-- SUPPLIED PASSAGE follows --
Egton Bridge Gooseberry Show
Egton Bridge, eight miles from Whitby in the North York Moors National Park, is the setting for the oldest surviving gooseberry show in the country, established in 1800. The show is held on the first Tuesday in August each year by the Egton Bridge Old Gooseberry Society.
2023 saw another great show, topped off by the presence of true gardening royalty with Monty Don in attendance. Monty is filming a new series, “Monty Don’s British Gardens” so look out for it in 2024. It would surprise nobody this year was not a record breaker for berries, even world champions can struggle with the weather we have experienced so far in 2023. There was still a good display of berries and Graeme Watson picked up his twelfth Champion Berry title.
-- SUPPLIED PASSAGE concluded --
Transcribe the Egton Bridge Gooseberry Show passage between "2023 saw another" and "Champion Berry title.", inclusive.
-- DATA PROVIDED follows --
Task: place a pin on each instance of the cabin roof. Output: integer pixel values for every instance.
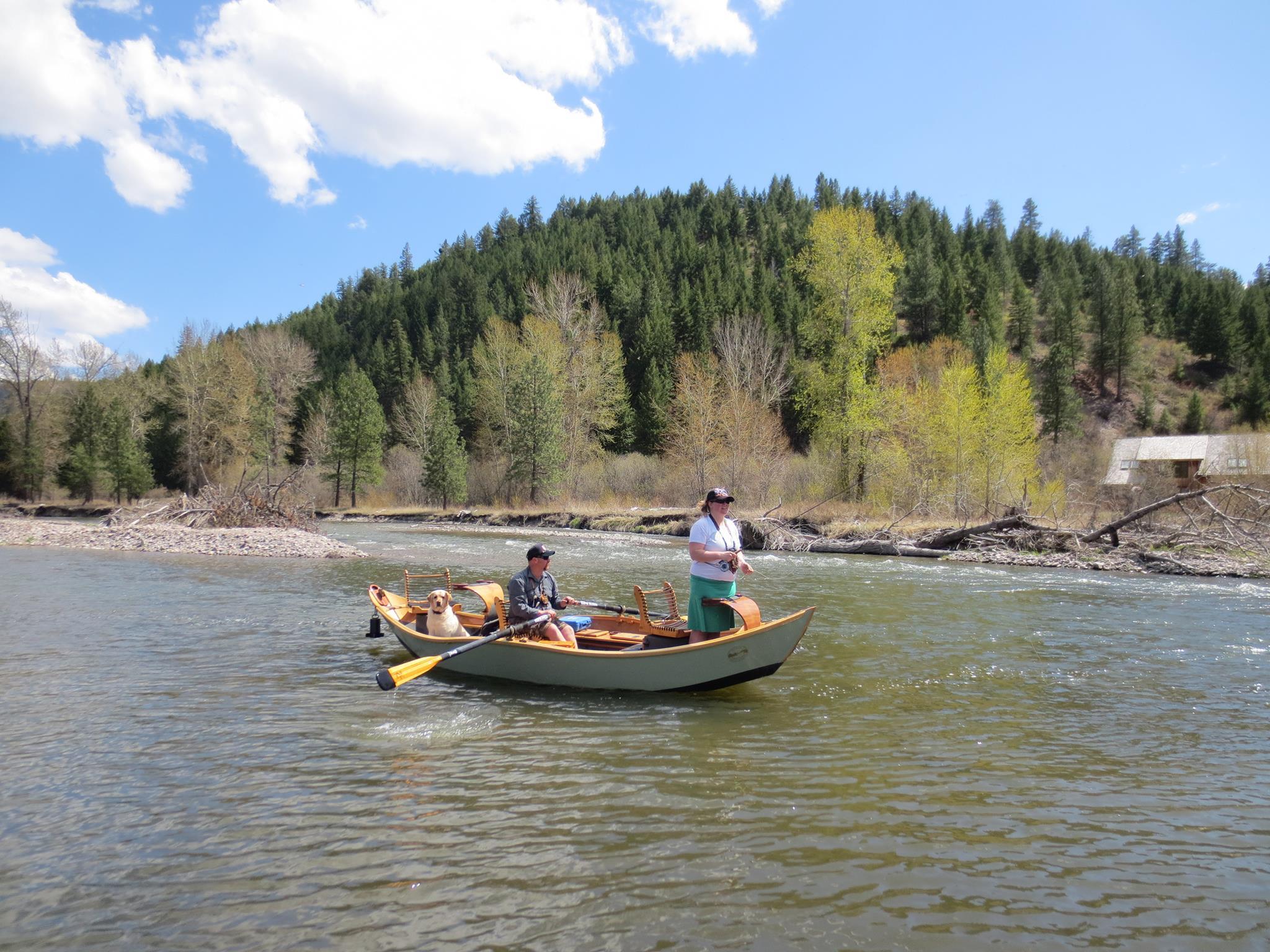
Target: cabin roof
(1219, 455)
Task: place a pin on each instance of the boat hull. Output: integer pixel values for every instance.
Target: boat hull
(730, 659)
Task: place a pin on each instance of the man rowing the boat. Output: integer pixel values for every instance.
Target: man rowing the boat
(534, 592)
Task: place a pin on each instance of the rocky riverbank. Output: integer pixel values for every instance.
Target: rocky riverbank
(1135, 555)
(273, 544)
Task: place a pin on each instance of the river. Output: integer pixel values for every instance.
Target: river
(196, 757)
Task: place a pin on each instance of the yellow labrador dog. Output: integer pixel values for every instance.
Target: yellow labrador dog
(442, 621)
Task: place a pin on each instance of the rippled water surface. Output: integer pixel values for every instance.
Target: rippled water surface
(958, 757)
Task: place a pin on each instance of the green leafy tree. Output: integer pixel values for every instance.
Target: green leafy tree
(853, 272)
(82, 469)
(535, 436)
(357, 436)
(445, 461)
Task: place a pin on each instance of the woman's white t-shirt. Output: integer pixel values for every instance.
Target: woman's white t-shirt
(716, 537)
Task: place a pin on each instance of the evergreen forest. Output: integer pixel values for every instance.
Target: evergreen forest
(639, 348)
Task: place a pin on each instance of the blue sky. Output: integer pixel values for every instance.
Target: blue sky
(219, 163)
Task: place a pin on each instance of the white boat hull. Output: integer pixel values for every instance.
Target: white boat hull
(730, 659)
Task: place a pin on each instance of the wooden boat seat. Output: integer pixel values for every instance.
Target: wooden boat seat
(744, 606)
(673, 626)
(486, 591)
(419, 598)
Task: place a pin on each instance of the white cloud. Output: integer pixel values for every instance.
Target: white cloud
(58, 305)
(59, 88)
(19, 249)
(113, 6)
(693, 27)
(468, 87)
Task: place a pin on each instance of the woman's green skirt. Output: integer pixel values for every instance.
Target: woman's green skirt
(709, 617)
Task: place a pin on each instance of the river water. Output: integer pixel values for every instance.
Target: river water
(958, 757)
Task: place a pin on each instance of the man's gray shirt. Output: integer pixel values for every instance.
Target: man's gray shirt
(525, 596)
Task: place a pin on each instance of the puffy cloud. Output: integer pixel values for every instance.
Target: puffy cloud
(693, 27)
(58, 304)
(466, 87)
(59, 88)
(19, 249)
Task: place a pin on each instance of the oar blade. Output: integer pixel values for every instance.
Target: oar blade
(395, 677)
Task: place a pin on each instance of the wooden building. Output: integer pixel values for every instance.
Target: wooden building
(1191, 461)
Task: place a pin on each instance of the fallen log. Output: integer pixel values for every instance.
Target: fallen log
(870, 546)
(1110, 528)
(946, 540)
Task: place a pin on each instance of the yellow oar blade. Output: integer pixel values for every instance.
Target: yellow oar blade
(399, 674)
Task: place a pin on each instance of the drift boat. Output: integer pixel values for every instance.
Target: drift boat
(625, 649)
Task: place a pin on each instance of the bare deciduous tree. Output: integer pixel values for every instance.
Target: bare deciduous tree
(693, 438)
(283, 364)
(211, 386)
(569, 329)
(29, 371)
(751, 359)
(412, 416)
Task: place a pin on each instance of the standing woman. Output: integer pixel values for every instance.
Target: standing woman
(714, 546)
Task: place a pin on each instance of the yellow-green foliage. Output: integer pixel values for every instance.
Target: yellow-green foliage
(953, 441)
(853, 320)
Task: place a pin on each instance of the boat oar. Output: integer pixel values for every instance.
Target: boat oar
-- DATA PROVIDED concluded --
#### [OUTPUT BELOW]
2023 saw another great show, topped off by the presence of true gardening royalty with Monty Don in attendance. Monty is filming a new series, “Monty Don’s British Gardens” so look out for it in 2024. It would surprise nobody this year was not a record breaker for berries, even world champions can struggle with the weather we have experienced so far in 2023. There was still a good display of berries and Graeme Watson picked up his twelfth Champion Berry title.